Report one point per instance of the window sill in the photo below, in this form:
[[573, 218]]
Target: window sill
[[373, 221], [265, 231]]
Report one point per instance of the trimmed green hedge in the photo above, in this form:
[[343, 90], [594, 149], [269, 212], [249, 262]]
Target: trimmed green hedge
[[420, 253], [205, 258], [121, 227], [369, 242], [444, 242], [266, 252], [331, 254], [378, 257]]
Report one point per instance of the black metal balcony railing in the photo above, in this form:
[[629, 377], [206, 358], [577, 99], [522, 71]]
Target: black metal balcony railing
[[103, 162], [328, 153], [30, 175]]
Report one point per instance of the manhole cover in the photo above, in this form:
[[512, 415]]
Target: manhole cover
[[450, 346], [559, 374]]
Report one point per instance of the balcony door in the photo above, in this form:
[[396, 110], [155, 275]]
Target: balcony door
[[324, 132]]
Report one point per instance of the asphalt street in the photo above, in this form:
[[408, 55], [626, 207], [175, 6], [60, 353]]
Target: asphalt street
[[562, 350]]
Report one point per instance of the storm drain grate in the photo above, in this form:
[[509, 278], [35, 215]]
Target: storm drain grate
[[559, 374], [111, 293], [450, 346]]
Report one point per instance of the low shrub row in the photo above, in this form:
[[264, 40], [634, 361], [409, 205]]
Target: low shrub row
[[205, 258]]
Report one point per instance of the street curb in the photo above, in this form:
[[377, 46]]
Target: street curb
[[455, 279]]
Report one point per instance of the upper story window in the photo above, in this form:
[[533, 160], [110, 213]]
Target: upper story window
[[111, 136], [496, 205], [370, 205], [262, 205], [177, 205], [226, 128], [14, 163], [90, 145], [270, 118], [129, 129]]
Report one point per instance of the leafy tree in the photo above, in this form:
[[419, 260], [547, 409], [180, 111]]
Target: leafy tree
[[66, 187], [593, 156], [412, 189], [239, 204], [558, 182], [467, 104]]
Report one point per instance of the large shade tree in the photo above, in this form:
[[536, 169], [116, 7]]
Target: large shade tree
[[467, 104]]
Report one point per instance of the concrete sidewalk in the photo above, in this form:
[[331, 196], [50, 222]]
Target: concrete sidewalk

EXERCISE PROMPT: Pull each line that includes the word "sidewalk" out of the material above.

ANSWER FOR THIS EXERCISE:
Report one point per instance of the concrete sidewalk in the photo above, in this form:
Target: concrete sidewalk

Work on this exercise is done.